--- Stated exercise ---
Quote the records beneath, complete and exact. Leave out images.

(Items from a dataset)
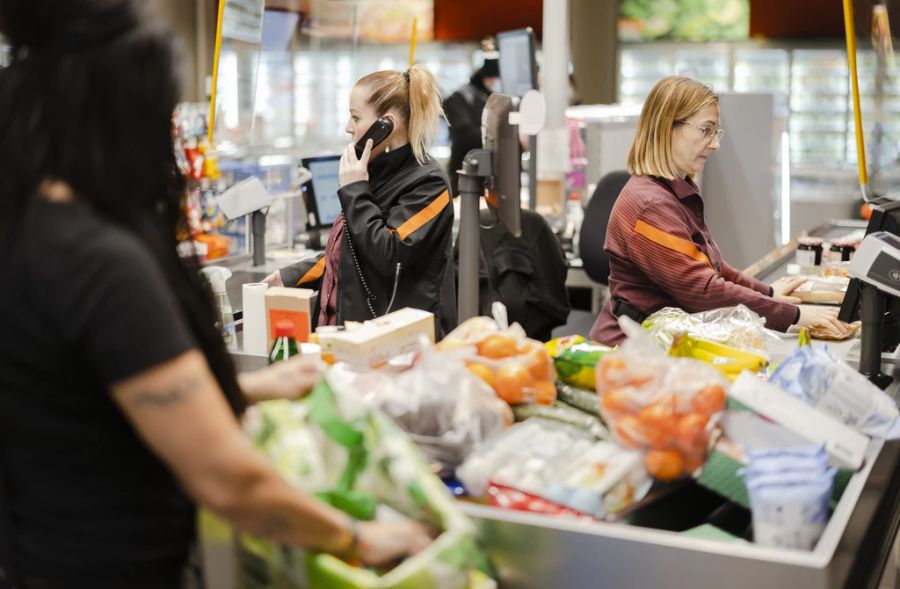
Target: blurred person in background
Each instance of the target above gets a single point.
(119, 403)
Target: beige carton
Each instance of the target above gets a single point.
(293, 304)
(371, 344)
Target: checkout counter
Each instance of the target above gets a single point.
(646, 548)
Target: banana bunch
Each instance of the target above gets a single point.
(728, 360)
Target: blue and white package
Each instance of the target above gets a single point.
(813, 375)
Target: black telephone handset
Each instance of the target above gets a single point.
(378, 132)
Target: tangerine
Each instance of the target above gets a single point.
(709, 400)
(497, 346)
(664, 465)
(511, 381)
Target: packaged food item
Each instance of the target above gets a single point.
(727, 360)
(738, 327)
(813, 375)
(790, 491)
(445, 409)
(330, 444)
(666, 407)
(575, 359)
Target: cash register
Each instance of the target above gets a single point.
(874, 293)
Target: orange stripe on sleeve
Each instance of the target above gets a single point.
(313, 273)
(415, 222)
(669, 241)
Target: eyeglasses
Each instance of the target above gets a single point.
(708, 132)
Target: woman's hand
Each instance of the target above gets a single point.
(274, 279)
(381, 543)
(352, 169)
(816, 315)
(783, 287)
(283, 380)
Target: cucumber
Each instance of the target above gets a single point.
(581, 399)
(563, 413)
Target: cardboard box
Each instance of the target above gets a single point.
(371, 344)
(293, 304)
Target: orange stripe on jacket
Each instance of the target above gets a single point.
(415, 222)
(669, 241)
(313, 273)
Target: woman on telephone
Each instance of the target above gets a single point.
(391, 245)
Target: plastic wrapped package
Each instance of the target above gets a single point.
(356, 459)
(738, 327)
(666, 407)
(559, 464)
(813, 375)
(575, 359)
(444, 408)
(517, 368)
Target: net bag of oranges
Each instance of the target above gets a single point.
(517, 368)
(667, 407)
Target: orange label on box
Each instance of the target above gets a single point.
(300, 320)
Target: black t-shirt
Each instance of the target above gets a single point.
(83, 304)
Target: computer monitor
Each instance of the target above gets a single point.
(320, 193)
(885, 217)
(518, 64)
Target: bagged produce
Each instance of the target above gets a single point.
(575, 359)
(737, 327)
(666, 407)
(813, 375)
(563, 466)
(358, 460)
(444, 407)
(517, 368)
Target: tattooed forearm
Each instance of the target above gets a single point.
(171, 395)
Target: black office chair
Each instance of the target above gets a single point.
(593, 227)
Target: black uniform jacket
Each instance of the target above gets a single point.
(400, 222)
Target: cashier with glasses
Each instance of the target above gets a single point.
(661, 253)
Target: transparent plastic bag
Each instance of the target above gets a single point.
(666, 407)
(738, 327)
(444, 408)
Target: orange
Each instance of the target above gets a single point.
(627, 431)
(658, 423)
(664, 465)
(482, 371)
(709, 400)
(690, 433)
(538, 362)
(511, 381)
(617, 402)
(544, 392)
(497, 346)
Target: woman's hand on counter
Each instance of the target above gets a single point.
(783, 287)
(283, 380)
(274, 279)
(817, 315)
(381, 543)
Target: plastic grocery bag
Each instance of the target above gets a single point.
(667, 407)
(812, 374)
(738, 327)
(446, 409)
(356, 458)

--- Written response ---
Target: blurred person in background
Each instance of the target above gets a single point.
(119, 403)
Target: beige carton
Each instance of the target above gets a single point.
(293, 304)
(371, 344)
Target: checkout counter
Each instance of the target above gets a single point.
(646, 548)
Target: banana bunch
Each instance of the target above gets a single point.
(728, 360)
Target: blue and white package
Each instance of the target above gets a single point.
(813, 375)
Target: black telephone handset
Each instance of the target above gets a single point.
(378, 132)
Target: tangerine
Each instance of the target above gets a single point.
(709, 400)
(497, 346)
(664, 465)
(511, 381)
Target: packaged food item
Each instance of the target above gets a single point.
(727, 360)
(738, 327)
(813, 375)
(790, 491)
(445, 409)
(330, 444)
(666, 407)
(575, 359)
Target: cash register
Each instance of the target above gets a single point.
(874, 293)
Target: orange stripe on sleeve
Each instance of the target above gets a single point.
(313, 273)
(415, 222)
(669, 241)
Target: eyeglasses
Each instance of the target above gets a single point.
(708, 132)
Target: woman's hand
Each instance of the target above gets a single point.
(274, 279)
(381, 543)
(352, 169)
(816, 315)
(783, 287)
(283, 380)
Target: cucumber
Each instance of the target above gets a single point.
(581, 399)
(563, 413)
Target: cardboard box
Each instance of the target above gets a single point.
(371, 344)
(293, 304)
Target: orange stripe on jacket
Each instance of the target above gets a single point.
(415, 222)
(669, 241)
(313, 273)
Target: woman on telephone
Each instance of the target above gets a single point.
(391, 245)
Target: plastic wrapped package
Each instance of the target above gets a single point.
(356, 459)
(738, 327)
(666, 407)
(559, 464)
(813, 375)
(575, 359)
(444, 408)
(517, 368)
Target: net bag of oranges
Each instance of the target above gets a single point.
(517, 368)
(667, 407)
Target: orange label on box
Each instance of the target above gets a single point.
(300, 320)
Target: black t-shirt
Each instance of the target above gets a single point.
(83, 304)
Target: computer monitor
Each instance of the target above gets a single point.
(320, 193)
(885, 217)
(518, 64)
Target: bagged produce
Each instance of the target above gets a single point.
(575, 359)
(737, 327)
(666, 407)
(813, 375)
(563, 466)
(358, 460)
(444, 407)
(517, 368)
Target: tattooed forearm
Each instance of the target above gets a single point.
(171, 395)
Target: black office chair
Each instance of the target above gets a single point.
(593, 227)
Target: black uniform jacket
Each instance of the target above gets a single point.
(400, 222)
Target: cashier with glasses
Each instance of the target above gets a single point.
(661, 253)
Target: transparent plastic bag
Each instance of the target above gets a single point.
(666, 407)
(738, 327)
(444, 408)
Target: orange
Each instance of the target above gets a single point.
(627, 431)
(658, 423)
(664, 465)
(482, 371)
(709, 400)
(690, 433)
(538, 362)
(511, 381)
(617, 402)
(544, 392)
(497, 346)
Target: woman's hand on counter
Each instance of the target above gets a single point.
(783, 287)
(283, 380)
(274, 279)
(817, 315)
(381, 543)
Target: plastic grocery bag
Each instance of the target above gets a single point.
(667, 407)
(812, 374)
(738, 327)
(446, 409)
(356, 458)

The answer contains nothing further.